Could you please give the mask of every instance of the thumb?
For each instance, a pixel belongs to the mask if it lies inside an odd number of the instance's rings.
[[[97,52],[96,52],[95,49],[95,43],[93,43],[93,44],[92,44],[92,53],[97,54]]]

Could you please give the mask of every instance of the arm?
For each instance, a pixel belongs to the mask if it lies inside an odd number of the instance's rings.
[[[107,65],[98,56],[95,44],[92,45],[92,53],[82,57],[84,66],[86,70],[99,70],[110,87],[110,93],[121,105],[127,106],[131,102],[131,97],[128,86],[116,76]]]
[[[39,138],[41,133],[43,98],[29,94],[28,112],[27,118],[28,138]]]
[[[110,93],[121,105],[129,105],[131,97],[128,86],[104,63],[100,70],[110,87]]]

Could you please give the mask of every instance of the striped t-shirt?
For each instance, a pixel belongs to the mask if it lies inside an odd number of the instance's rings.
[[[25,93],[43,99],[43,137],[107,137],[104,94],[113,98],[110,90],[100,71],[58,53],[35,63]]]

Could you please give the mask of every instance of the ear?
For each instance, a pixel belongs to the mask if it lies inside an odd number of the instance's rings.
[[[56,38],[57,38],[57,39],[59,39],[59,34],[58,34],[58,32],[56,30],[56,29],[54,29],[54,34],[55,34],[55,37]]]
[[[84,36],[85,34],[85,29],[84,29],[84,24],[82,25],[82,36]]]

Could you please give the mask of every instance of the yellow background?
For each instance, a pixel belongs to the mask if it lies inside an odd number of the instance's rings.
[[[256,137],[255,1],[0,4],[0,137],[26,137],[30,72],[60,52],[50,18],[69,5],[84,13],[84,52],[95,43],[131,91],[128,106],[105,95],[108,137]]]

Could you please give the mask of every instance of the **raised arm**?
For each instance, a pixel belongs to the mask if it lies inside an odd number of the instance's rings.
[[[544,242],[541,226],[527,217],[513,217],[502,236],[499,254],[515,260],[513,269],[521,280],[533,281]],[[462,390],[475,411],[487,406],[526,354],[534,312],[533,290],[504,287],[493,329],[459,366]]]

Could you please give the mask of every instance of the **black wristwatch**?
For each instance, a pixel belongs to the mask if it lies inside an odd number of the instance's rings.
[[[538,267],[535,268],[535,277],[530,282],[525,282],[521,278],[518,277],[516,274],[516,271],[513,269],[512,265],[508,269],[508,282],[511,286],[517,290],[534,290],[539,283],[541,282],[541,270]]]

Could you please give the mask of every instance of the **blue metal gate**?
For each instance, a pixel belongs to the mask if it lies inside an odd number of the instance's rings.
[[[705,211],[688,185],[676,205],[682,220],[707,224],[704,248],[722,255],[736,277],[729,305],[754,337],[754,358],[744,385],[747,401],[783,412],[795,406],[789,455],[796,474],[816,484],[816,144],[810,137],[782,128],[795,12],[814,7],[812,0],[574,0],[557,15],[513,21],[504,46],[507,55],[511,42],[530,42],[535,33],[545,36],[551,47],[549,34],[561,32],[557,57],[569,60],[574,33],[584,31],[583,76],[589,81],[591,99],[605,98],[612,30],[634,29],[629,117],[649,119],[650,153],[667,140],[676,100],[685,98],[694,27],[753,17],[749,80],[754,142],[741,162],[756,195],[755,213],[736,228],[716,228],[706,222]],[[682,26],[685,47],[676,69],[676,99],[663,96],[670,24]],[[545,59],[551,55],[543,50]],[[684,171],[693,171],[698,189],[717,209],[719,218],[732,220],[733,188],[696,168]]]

- _Exercise goal_
Output all of the material, please, exactly as it stands.

- _Result for this exercise_
Could you please give the mask of every instance of the thumb?
For each instance, a pixel belongs to the mask if it lies inside an odd number of the instance's rings.
[[[97,52],[96,52],[95,49],[95,43],[93,43],[93,44],[92,44],[92,53],[97,54]]]

Could you please give the mask of every instance of the arm?
For each instance, a pixel belongs to the mask if it lies inside an odd number of the instance's rings.
[[[107,65],[98,56],[95,44],[92,45],[92,53],[82,57],[84,66],[86,70],[99,70],[110,87],[110,93],[121,105],[127,106],[131,102],[131,97],[128,86],[116,76]]]
[[[39,138],[41,133],[43,98],[29,94],[28,112],[27,118],[28,138]]]
[[[110,93],[121,105],[129,105],[131,97],[128,86],[104,63],[100,70],[110,87]]]

Could you please give the mask of every instance of the striped t-shirt?
For each instance, a pixel belongs to the mask if it lies inside an odd number of the instance's rings.
[[[25,93],[43,99],[43,137],[107,137],[104,94],[113,98],[110,90],[100,71],[58,53],[35,63]]]

Could you please give the mask of every instance of the ear?
For each instance, a pixel belongs to the mask if it lies inside an odd number of the instance's rings.
[[[56,38],[57,38],[57,39],[59,39],[59,34],[58,34],[58,32],[56,30],[56,29],[54,29],[54,34],[55,34],[55,37]]]
[[[84,36],[85,34],[85,29],[84,29],[84,24],[82,25],[82,36]]]

Could you please give the mask of every instance of the yellow background?
For each instance, a pixel belongs to the mask if it lies inside an odd number of the instance's rings.
[[[256,137],[255,1],[0,4],[0,137],[26,137],[30,72],[60,52],[50,18],[69,5],[84,13],[84,52],[95,43],[131,91],[128,106],[105,95],[108,137]]]

Could you please give the mask of every instance of the **raised arm**?
For each instance, a pixel belongs to the mask if it lies inside an odd number of the instance's rings.
[[[544,242],[541,226],[527,217],[513,217],[502,236],[499,254],[515,260],[513,269],[521,280],[533,281]],[[462,390],[475,411],[487,406],[526,354],[534,312],[533,290],[504,287],[493,329],[459,366]]]

Could you please give the mask of every instance of the **black wristwatch**?
For each instance, a pixel belongs to the mask if it lies inside an odd number of the instance's rings.
[[[538,267],[535,268],[535,277],[530,282],[525,282],[521,278],[518,277],[516,274],[516,271],[513,269],[512,265],[508,269],[508,282],[511,286],[517,290],[534,290],[539,283],[541,282],[541,270]]]

Could you please give the mask of every instance of the **blue metal gate**?
For each instance, a pixel belongs to the mask if it lies inside an odd number of the instance's rings.
[[[705,211],[688,185],[676,205],[682,220],[707,224],[704,248],[722,255],[736,277],[729,305],[754,337],[754,358],[744,385],[747,401],[783,412],[795,406],[789,455],[796,474],[816,484],[816,144],[810,137],[782,128],[795,12],[814,7],[812,0],[574,0],[557,15],[513,21],[504,46],[507,55],[511,42],[530,42],[535,33],[545,36],[551,47],[549,34],[561,32],[557,57],[569,60],[574,33],[584,31],[583,76],[589,81],[591,99],[605,98],[612,30],[634,29],[629,117],[649,119],[650,153],[667,140],[676,100],[685,98],[694,27],[753,17],[749,80],[754,142],[741,162],[756,195],[755,213],[736,228],[716,228],[706,222]],[[682,26],[685,47],[676,69],[676,99],[663,96],[670,24]],[[545,59],[551,55],[543,50]],[[684,171],[693,171],[698,189],[717,209],[719,218],[732,220],[733,188],[696,168]]]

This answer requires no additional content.